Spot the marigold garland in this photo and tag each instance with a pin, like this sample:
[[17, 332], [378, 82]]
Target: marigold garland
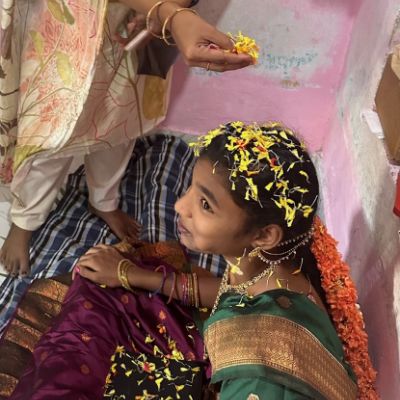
[[341, 295]]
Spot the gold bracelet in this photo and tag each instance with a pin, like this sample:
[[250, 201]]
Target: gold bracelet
[[148, 18], [123, 267], [169, 19]]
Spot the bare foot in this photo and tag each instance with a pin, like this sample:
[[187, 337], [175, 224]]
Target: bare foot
[[14, 254], [119, 222]]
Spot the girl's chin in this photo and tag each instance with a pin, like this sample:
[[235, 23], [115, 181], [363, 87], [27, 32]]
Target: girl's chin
[[186, 241]]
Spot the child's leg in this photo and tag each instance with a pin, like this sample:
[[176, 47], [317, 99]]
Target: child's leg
[[29, 210], [104, 171]]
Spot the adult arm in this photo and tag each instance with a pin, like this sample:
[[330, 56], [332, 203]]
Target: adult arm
[[193, 35]]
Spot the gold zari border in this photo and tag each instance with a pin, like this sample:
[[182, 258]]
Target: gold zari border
[[280, 344]]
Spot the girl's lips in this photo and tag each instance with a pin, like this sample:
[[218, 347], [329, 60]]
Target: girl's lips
[[181, 228]]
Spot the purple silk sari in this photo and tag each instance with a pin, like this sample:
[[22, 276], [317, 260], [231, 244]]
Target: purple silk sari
[[72, 360]]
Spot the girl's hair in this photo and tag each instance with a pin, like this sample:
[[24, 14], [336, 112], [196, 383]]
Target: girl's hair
[[295, 170]]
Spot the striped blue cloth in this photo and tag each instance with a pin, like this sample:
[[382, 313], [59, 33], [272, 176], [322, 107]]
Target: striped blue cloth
[[158, 174]]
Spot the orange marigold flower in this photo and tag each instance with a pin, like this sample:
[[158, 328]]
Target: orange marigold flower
[[341, 295]]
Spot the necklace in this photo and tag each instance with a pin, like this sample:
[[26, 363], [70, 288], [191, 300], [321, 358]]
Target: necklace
[[241, 288]]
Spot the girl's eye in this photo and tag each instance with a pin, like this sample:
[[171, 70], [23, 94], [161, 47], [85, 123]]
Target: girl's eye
[[205, 205]]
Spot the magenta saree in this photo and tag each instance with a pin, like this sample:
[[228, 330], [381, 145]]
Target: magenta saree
[[72, 360]]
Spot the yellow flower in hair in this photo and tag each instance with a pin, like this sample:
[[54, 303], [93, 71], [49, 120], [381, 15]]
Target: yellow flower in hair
[[245, 45]]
..........
■ Given task
Copy the data word for word, beginning at the line that contains "Spot the bare" and stopping after the line that contains "[[280, 344]]".

■ In response
Spot the bare foot in this photo and tag each instance with a pin, like this sample:
[[187, 337], [175, 224]]
Target: bare foot
[[14, 254], [119, 222]]
Spot the girl's chin in this photo and tag each instance with a pin, like this sample:
[[235, 23], [115, 181], [363, 87], [27, 32]]
Target: girl's chin
[[186, 241]]
Spot the child's leg in this photo and tag each instance with a pin, like this sample:
[[176, 47], [317, 99]]
Target: child's leg
[[29, 210], [104, 171]]
Spot the adult arm in this photo and tag each instance with a pin, like this sample:
[[330, 56], [332, 203]]
Target: adult arm
[[193, 35]]
Spot the gold zari border in this photo and tag each instance with a pin, like this sample:
[[182, 258]]
Target: gold zari border
[[280, 344]]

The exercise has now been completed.